| Text shown |

----

5 Celebrities You Had No Idea Quit Fame For Normal Jobs
Great celebrities are able to pull off their particular brand of charm forever. But always being "that person" from "that thing" can become grating. What good are universal attention and swimming pools filled with money if all you want to do is juggle? That's why some celebs take brave steps to break out of their molds and pursue other passions. Though the smart ones wait until their career is close to over, because as it turns out, your secret passion tends to make you look a bit weird. For example ...
Tom Selleck Has Been Quietly Farming (And Hating) Avocados
Tom Selleck had a huge run in the '80s and '90s as the epically mustachioed investigator Magnum, and later as the OG Dr. McSteamy in Friends. But make-believe is hard, so the actor turned to something that's notoriously less time-consuming and work-intensive: farming.
In the late 1980s, at the height of his Magnum P.I. fame, Selleck used his professional mustache money to purchase a secluded 63-acre ranch. After installing the standard celebrity tennis court and helicopter pad, Selleck cut out a little patch of land for his secret passion project: becoming an avocado farmer. He tends to the 20-acre avocado farm in his backyard himself, and cultivating avocados from flower to disappointing fruit is a point of pride for Selleck, who had commented how "sexual" the process of seeing the flowers and bees getting all freaky is. He'll also let anyone know that his anti-pears are much better than those of Jamie Foxx, who's his next-acre neighbor and chief avocado rival.
So when California was hit with a miserable drought in recent years, Selleck had to make sure it didn't affect his precious, precious avocados. In order to bypass water use limits, he had a tanker truck drive to a fire hydrant in another district and steal water from the town. This happened over a dozen times before anyone noticed. Ultimately, his wretched water thievery was found out by the townsfolk, and Selleck was fined $21,000 for the contraband liquid -- which is still a good deal, considering what LA people pay for bottled water. That money was immediately put to good use paying the private investigator they hired for this whodunit, whom they owed a whopping $22,000 for figuring out it was Magnum on the farm with the avocados.
That seems like a lot of hassle for a bunch of weird fruit. But here's the kicker: Tom Selleck doesn't even like avocados. "They don't look right," he said in an interview, adding that "honesty, they make me gag." He doesn't even sample the literal fruits of his labor, adding "why eat them when I could sell them." That might be the avocado bitterness talking, though, as the actor has often admitted that he hasn't really made any money after nearly 30 years of plowing away. "It's hard to make a living, let alone a profit," he admitted. His only reward is that Jamie Foxx lies awake at night jealously wishing he could get his hands on Selleck's low-hanging fruit.

----

| Your instructions |
According to the text on Tom Selleck's avocado farm, why did Selleck have a tanker truck drive to a fire hydrant in another district? Answer in one to three sentences.

| Information supplied |
----

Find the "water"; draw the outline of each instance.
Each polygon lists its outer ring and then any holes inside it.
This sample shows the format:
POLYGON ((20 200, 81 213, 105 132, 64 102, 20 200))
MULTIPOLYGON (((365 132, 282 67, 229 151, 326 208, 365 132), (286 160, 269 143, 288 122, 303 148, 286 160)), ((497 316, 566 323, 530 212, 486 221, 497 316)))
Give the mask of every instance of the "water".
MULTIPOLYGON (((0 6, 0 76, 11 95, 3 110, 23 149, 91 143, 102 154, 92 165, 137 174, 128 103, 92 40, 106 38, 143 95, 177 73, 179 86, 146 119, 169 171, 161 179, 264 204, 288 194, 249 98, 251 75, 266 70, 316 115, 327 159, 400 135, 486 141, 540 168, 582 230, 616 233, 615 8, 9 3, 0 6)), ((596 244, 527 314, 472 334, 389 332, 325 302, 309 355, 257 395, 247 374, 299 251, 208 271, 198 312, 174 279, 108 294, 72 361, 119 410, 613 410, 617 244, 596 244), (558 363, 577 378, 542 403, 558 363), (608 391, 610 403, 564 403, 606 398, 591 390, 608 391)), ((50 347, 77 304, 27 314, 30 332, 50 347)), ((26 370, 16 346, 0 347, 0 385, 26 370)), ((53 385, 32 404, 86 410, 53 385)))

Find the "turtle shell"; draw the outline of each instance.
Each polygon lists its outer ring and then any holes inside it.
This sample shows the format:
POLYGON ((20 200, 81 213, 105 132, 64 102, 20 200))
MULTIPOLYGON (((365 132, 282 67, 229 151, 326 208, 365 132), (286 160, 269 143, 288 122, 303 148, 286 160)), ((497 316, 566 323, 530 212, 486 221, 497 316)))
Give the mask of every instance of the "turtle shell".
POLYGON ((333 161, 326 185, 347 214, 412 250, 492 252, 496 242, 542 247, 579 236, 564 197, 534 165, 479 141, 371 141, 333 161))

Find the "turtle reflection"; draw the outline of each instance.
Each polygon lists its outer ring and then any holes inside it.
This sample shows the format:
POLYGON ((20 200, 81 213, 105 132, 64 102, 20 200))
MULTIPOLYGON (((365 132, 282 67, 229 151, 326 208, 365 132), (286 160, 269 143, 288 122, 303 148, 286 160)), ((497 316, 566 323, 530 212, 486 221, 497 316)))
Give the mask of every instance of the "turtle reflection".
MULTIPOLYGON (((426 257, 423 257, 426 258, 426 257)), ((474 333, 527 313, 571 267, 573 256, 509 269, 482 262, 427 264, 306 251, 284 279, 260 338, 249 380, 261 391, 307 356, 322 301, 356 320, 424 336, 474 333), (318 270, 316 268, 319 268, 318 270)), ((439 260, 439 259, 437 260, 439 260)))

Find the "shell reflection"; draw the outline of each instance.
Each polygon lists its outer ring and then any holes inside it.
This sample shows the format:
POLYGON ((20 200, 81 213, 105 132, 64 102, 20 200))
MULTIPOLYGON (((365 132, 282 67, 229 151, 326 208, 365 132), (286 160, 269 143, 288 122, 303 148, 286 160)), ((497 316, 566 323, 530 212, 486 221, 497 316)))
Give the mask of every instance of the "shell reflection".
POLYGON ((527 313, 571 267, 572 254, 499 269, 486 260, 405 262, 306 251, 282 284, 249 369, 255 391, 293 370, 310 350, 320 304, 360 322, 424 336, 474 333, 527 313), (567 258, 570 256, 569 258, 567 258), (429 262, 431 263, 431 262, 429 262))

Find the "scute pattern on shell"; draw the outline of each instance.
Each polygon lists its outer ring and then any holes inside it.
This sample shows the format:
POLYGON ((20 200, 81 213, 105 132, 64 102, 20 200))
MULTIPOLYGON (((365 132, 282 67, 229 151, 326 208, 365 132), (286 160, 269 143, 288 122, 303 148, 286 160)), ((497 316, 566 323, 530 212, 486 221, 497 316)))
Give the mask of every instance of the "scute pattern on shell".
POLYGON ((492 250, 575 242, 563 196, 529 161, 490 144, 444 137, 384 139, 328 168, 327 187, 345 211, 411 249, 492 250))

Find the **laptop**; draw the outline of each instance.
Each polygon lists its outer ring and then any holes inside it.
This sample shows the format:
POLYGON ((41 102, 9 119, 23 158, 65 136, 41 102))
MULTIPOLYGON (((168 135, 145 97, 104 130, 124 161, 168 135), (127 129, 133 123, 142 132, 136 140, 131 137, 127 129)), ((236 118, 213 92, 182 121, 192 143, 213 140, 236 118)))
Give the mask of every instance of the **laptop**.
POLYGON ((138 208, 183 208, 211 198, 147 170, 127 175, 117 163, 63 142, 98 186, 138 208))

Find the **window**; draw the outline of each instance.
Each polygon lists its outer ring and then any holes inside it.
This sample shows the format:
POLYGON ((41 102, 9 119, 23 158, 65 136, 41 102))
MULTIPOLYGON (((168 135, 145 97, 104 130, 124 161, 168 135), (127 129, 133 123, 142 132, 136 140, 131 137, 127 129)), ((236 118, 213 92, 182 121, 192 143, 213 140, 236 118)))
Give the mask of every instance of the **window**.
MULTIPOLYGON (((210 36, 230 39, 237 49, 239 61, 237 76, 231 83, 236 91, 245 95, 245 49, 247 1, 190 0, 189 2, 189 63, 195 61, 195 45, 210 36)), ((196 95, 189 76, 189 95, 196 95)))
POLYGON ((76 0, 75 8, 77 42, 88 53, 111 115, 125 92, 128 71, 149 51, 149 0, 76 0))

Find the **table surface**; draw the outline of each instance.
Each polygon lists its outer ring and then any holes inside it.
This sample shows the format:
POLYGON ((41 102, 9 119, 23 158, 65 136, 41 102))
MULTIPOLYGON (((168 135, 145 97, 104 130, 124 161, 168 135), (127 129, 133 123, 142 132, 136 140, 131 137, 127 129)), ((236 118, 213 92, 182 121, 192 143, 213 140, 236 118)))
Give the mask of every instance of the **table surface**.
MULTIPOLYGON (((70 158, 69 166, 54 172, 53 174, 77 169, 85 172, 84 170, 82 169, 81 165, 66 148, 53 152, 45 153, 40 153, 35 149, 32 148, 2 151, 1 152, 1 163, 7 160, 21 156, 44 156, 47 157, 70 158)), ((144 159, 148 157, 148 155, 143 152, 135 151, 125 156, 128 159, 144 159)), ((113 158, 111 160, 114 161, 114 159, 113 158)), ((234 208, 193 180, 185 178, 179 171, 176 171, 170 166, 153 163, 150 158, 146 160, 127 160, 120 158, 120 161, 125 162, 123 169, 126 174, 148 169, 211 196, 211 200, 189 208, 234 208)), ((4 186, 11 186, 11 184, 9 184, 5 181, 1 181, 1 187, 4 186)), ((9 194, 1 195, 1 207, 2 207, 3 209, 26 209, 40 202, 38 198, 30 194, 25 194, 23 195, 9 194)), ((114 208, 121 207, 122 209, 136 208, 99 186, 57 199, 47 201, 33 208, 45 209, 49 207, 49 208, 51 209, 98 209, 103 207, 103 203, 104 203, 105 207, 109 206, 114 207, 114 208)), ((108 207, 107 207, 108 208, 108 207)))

----

| Final answer |
California was hit by a drought, and Selleck wanted to make sure it didn't affect his avocados. Taking water from a hydrant in another district let him bypass water use limits.